▼

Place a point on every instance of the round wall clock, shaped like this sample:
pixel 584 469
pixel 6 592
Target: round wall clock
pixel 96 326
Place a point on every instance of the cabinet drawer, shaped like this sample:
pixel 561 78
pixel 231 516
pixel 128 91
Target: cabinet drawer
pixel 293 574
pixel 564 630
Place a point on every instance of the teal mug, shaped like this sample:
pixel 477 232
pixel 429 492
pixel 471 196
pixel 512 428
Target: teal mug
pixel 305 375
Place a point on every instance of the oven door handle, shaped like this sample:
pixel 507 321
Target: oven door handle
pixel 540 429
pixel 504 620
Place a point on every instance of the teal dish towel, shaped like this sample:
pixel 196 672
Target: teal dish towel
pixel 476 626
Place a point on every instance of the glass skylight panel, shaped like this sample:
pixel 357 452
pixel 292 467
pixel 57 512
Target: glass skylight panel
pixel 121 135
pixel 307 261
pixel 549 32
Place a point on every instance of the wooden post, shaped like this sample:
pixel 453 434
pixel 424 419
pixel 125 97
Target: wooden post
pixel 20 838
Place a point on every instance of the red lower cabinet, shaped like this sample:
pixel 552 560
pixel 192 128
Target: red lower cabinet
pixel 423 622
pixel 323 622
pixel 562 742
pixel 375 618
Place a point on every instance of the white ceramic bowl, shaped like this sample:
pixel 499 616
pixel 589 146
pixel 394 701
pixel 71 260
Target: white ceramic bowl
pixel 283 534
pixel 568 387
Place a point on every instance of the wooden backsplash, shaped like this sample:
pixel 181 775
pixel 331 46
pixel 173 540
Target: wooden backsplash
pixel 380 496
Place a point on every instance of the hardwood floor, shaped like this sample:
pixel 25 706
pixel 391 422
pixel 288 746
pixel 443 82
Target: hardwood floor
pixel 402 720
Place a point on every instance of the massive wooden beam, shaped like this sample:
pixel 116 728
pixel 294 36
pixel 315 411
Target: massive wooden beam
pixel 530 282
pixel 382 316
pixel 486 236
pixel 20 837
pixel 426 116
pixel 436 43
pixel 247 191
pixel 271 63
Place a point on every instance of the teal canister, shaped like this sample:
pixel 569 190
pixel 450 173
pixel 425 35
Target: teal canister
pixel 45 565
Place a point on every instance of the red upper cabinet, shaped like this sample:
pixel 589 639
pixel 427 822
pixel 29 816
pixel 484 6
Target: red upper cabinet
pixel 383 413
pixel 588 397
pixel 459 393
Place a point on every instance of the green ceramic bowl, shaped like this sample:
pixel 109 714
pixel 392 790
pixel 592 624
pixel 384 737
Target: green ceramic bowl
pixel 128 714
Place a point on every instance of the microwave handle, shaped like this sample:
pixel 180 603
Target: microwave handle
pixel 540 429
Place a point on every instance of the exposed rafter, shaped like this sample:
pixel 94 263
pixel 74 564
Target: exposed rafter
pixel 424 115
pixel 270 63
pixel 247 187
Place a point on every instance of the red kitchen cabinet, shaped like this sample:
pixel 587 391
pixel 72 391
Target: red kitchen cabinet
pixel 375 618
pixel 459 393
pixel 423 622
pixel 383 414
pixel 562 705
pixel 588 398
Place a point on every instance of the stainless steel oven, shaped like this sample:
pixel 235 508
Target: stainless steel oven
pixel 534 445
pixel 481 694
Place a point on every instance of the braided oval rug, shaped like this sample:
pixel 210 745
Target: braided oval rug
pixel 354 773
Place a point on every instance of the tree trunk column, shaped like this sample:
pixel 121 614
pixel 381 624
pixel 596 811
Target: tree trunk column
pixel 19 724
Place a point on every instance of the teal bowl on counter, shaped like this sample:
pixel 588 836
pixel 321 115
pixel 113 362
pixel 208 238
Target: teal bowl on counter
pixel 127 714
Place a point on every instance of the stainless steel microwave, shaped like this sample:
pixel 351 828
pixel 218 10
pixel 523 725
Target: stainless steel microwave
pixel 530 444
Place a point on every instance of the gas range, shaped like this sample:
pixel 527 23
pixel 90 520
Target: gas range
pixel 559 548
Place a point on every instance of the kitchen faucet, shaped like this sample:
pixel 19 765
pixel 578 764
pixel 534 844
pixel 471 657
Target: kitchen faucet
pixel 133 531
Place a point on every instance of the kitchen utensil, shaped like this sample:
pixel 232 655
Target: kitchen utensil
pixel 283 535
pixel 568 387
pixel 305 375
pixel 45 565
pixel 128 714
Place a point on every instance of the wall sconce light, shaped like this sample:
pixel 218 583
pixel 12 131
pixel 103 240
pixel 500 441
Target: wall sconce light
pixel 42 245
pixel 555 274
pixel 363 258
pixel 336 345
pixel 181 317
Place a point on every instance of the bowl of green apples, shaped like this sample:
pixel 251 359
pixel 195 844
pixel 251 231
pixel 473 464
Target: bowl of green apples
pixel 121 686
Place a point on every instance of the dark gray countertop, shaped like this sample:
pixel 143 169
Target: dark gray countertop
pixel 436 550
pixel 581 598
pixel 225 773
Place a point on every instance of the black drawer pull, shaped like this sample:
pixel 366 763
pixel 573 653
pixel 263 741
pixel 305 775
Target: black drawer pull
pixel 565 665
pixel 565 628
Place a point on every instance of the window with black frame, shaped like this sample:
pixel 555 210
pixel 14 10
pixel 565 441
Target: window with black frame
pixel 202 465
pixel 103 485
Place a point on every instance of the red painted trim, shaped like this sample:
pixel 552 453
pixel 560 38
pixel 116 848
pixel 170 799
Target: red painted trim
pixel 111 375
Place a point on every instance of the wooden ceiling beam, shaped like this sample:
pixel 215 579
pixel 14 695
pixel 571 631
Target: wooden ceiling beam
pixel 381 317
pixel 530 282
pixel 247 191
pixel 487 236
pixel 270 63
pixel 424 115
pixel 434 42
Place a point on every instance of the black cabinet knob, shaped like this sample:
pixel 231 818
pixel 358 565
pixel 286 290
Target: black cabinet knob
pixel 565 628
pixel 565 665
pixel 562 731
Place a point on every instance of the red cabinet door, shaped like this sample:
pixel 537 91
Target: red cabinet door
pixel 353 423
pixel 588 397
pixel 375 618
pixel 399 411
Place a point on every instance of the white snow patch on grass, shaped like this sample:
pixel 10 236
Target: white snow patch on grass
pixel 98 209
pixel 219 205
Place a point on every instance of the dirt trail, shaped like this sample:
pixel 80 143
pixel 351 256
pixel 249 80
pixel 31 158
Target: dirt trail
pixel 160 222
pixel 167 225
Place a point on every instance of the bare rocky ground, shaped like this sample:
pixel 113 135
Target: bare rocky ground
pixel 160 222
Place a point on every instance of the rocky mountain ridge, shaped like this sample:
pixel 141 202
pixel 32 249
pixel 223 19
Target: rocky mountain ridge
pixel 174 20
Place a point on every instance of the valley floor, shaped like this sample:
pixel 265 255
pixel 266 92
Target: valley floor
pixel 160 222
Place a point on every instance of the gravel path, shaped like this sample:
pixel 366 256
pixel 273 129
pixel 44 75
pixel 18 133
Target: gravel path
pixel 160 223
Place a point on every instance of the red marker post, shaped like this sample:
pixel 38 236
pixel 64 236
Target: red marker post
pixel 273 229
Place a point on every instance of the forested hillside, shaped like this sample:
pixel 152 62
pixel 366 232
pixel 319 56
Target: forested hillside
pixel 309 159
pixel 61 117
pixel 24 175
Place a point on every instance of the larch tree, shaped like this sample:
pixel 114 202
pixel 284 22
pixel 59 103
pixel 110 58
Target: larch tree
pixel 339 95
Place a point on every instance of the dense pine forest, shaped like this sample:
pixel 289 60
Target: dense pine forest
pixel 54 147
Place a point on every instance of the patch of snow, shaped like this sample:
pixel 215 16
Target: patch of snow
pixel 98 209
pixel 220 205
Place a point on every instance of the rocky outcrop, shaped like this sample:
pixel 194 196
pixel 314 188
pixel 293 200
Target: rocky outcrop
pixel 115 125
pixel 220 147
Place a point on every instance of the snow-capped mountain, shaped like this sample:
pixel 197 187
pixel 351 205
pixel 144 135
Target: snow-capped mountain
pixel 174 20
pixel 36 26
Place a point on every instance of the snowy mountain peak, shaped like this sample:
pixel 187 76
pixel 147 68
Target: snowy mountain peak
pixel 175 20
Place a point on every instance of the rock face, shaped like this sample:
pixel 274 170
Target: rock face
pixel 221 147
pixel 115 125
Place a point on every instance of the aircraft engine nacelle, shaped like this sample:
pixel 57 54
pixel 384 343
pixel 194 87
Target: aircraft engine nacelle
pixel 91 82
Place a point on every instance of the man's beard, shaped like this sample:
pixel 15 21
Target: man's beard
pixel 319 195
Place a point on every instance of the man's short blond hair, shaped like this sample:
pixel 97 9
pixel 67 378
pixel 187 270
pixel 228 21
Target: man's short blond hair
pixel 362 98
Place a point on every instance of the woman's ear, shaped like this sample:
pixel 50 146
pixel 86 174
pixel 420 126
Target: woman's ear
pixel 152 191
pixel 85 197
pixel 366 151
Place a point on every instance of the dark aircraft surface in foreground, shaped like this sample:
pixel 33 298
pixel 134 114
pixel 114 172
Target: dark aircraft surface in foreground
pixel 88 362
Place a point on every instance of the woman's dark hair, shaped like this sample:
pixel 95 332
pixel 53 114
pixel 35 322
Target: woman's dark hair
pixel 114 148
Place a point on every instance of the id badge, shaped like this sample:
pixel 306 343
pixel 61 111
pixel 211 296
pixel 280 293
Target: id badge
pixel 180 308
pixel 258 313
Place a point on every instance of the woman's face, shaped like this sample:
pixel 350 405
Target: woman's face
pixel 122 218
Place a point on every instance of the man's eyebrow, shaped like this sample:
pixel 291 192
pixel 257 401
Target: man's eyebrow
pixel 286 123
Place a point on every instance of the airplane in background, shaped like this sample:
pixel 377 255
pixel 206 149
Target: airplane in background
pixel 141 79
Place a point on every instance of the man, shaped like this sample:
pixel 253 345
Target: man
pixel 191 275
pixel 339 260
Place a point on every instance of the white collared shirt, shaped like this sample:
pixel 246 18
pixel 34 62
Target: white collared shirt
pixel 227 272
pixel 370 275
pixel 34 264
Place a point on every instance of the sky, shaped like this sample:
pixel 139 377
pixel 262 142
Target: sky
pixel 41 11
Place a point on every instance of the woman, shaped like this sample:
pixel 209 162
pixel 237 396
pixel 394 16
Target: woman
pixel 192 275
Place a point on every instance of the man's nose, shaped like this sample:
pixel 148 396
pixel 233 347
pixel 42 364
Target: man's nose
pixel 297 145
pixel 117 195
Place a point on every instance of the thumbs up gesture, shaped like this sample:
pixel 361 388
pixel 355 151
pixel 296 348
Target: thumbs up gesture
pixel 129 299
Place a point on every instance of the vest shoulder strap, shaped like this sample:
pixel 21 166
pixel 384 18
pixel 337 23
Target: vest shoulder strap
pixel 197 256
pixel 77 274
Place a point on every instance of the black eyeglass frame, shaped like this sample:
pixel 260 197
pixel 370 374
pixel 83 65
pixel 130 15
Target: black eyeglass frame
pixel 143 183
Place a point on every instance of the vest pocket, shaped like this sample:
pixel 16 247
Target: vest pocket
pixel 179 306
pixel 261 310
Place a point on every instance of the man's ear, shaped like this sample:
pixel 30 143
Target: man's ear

▲

→ Short task: Recast the material from the line containing "Place a point on every instance of the man, shaped" through the line containing "pixel 117 195" as a Markdown table. Use the columns Row and Line: give each line its row number, and leave out any blank lines.

→ Finished exercise:
| Row | Line |
|---|---|
| 1 | Place a point on every instance of the man, shaped like this sample: |
| 2 | pixel 253 345 |
| 3 | Target: man |
| 4 | pixel 191 275 |
| 5 | pixel 339 260 |
| 6 | Place a point on every instance of the white collared shirt, shaped like this sample: |
| 7 | pixel 246 18 |
| 8 | pixel 34 62 |
| 9 | Target: white collared shirt |
| 10 | pixel 227 272 |
| 11 | pixel 370 275 |
| 12 | pixel 34 264 |
| 13 | Place a point on every instance of the sky, shaped like this sample: |
| 14 | pixel 139 377 |
| 15 | pixel 262 142 |
| 16 | Target: sky |
| 17 | pixel 41 11 |
| 18 | Place a point on every instance of the woman, shaped like this sample: |
| 19 | pixel 209 162 |
| 20 | pixel 237 396 |
| 21 | pixel 394 16 |
| 22 | Target: woman |
| 23 | pixel 192 275 |
| 24 | Place a point on every instance of the man's nose, shaped like this sample: |
| 25 | pixel 148 396 |
| 26 | pixel 233 347 |
| 27 | pixel 42 364 |
| 28 | Target: man's nose |
| 29 | pixel 297 145 |
| 30 | pixel 117 195 |